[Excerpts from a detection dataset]
..............................
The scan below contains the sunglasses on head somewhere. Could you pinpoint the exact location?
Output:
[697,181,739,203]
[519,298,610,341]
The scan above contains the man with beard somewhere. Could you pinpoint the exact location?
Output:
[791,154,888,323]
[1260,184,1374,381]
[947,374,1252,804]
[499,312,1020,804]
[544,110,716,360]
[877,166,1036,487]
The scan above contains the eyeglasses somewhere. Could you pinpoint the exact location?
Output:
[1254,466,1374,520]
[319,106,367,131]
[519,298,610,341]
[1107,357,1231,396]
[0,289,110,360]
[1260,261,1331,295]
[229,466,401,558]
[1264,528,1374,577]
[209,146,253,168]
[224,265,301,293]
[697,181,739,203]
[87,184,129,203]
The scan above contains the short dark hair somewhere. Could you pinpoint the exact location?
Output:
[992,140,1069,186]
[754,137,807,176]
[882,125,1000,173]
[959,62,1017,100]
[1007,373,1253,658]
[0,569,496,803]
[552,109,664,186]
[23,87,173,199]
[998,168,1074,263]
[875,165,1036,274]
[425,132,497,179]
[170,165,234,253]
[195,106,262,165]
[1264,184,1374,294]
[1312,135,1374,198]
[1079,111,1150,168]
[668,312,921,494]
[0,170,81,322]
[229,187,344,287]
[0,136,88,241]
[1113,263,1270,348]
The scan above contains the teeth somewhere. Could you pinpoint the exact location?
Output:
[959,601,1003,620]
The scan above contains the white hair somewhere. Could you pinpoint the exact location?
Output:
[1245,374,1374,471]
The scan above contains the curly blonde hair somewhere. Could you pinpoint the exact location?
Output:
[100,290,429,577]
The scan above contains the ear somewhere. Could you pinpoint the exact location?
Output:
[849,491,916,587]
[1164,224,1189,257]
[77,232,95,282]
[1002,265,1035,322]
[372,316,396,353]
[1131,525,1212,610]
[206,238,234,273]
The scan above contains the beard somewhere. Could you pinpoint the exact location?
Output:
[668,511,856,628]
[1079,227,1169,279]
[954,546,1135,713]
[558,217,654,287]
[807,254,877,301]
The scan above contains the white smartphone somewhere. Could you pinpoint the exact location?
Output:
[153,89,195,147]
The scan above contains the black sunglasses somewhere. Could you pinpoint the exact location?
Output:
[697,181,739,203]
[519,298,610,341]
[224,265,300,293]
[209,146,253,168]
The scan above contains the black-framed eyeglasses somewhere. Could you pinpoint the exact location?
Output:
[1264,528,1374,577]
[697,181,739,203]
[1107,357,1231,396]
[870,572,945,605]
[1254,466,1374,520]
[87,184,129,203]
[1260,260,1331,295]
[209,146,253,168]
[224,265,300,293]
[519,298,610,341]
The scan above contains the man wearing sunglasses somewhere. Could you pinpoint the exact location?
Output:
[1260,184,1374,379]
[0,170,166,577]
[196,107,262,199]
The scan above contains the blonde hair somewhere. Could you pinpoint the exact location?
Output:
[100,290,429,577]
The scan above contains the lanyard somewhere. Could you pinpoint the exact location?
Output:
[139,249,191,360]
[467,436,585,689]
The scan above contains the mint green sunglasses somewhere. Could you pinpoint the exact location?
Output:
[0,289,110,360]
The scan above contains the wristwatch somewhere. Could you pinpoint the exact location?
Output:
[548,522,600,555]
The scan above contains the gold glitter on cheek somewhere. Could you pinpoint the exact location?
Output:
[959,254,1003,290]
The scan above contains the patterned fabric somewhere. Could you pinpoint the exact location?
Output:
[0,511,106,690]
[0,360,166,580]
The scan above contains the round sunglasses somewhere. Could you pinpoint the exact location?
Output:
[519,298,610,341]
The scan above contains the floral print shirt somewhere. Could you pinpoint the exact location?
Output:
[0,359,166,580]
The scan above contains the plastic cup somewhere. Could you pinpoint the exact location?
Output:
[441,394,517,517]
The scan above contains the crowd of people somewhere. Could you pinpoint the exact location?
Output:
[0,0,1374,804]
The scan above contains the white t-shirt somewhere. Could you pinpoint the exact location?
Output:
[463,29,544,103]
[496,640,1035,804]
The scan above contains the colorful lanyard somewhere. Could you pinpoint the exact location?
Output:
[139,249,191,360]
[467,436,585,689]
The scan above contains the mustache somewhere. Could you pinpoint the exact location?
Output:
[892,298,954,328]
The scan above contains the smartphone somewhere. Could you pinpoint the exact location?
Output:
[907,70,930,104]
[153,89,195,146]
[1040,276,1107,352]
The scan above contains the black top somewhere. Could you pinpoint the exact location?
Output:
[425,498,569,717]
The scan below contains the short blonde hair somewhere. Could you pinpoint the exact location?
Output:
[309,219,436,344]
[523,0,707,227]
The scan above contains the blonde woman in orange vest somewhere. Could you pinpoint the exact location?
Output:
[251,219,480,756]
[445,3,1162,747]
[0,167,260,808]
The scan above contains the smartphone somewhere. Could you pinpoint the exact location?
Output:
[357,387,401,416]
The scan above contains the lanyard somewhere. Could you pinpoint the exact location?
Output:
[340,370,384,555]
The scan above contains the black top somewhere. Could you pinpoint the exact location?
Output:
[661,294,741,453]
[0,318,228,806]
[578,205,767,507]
..............................
● **SHORT TASK**
Extract all of the lines above from the detection dataset, reproducing each one word for word.

● **ANSWER TO THIS EXERCISE**
The scan below contains the sunglasses on head somewhere. Could you pinpoint the exact location?
Output:
[697,181,739,203]
[519,298,610,341]
The scan above contains the man with beard somewhere. Could you pinpoint the exact location?
Output:
[791,154,888,323]
[1260,184,1374,381]
[947,374,1252,804]
[499,312,1020,804]
[544,110,716,360]
[877,166,1036,487]
The scan above contains the eyeglasses somewhere. Could you pinpoint the exact location?
Output:
[1254,466,1374,520]
[319,106,367,131]
[519,298,610,341]
[1107,357,1231,396]
[0,289,110,360]
[1260,261,1331,295]
[229,466,401,558]
[1264,528,1374,577]
[209,146,253,168]
[224,265,301,293]
[697,181,739,203]
[87,184,129,203]
The scan above contains the short dark hair somewhere. Could you pinpoint the exact location?
Output:
[992,140,1069,186]
[754,137,807,176]
[882,125,1000,173]
[959,62,1017,100]
[1007,373,1253,658]
[0,569,496,803]
[552,109,664,186]
[23,87,173,199]
[998,168,1074,263]
[875,165,1036,274]
[425,132,497,179]
[170,165,234,253]
[195,106,262,165]
[1264,184,1374,294]
[1312,135,1374,198]
[1079,111,1150,168]
[668,312,921,494]
[0,170,81,322]
[229,187,344,287]
[0,136,88,241]
[1113,263,1270,348]
The scan above contains the teeth somewhere. Could you pinpoint the exact location?
Output:
[959,601,1003,620]
The scan above contains the white hair somewhere. Could you pinpoint the exact location?
Output:
[1245,374,1374,471]
The scan above contains the curly blonde hair somewhere. Could you pinpoint the exact location?
Output:
[100,290,429,577]
The scan above contains the ear somewhere. Could you pinpoint the exact location?
Output:
[849,491,916,587]
[1164,224,1189,257]
[77,232,95,282]
[1002,265,1035,322]
[372,316,396,353]
[1131,525,1212,610]
[206,238,234,273]
The scan above contains the beard somewhere. Could you pinpoint the exact location?
Output:
[668,511,856,628]
[1079,227,1169,279]
[954,546,1135,713]
[558,217,654,287]
[807,254,877,301]
The scan above contains the white smartphone somewhere. Could you pinpoint the exact location?
Output:
[153,89,195,147]
The scan above contains the black sunglasses somewhere. Could you pinpoint the exact location?
Output:
[697,181,739,203]
[519,298,610,341]
[224,265,300,293]
[209,146,253,168]
The scan above contains the black-framed eyeglasses somewhere. Could you pinpoint the exact location?
Output:
[1264,528,1374,577]
[697,181,739,203]
[1107,357,1231,396]
[870,572,945,605]
[1254,466,1374,520]
[87,184,129,203]
[1260,260,1331,295]
[209,146,253,168]
[224,265,300,293]
[519,298,610,341]
The scan above contains the man wearing sunglasses somewhere. Could you pinpoint the exact location?
Output:
[1260,184,1374,379]
[0,170,166,577]
[196,107,262,199]
The scan above contains the blonde hair somewhere. Could you pinpoint the exact location?
Output:
[100,290,429,577]
The scan above contains the lanyard somewhere. Could you pinpoint the exact location?
Output:
[139,249,191,360]
[467,436,585,689]
The scan above contains the mint green sunglasses somewhere. Could you pinpoint the exact location?
Output:
[0,289,110,360]
The scan above contains the wristwatch somewhere. Could you pinpoint the exact location?
Output:
[548,522,600,555]
The scan above contains the gold glitter on cheek somewhere. Could you pinpoint the exact location?
Output:
[959,254,1003,290]
The scan above contains the patterned fabric somewhere. Could you pinpoint the exact location?
Output:
[0,511,106,690]
[0,360,166,580]
The scan above contains the round sunglasses somewhere. Could you pinpoint the exact location?
Output:
[519,298,610,341]
The scan above contains the floral print shirt somewhere. Could you pinpoint the exact location?
Output:
[0,359,166,580]
The scan above contains the plastic cup somewhere. Could you pinpoint the exact location?
Output:
[441,394,517,517]
The scan above contains the crowd of people somewhere. Could you pinpoint the exact location?
Output:
[0,0,1374,804]
The scan above contains the white t-shirt somewhere. Could you pinpoint the exact location?
Output:
[463,29,544,103]
[496,640,1035,804]
The scan above contains the colorful lanyard somewhere. Could you pinpoint the exact location?
Output:
[139,249,191,360]
[467,436,585,689]
The scan above contains the mustache somewhere. Could you pinpoint the exact location?
Output:
[892,298,954,328]
The scan above contains the smartphone somewhere. Could you pinpoint the exact location?
Output:
[907,70,930,104]
[153,89,195,146]
[1040,276,1107,352]
The scan above contains the black top somewhere. Could you pinpoint the exact location?
Output:
[425,498,569,717]
The scan below contains the short blonde hair somewhere. Could you pinpoint the exact location?
Output:
[309,219,436,344]
[523,0,707,227]
The scan above contains the blonde woman in orange vest somewhere. Could you pinpoint the exact location?
Output:
[251,219,480,756]
[445,3,1162,747]
[0,167,260,808]
The scan above contains the smartphone somewhere. Could you pinpoint the exact location?
Output:
[357,387,401,416]
The scan above contains the lanyard somewhere. Could you pinpoint the exact location?
Output:
[340,370,384,555]
The scan above contains the black top somewhere. Could you pinpoint the exact location?
Output:
[661,294,741,453]
[0,318,228,806]
[578,205,767,507]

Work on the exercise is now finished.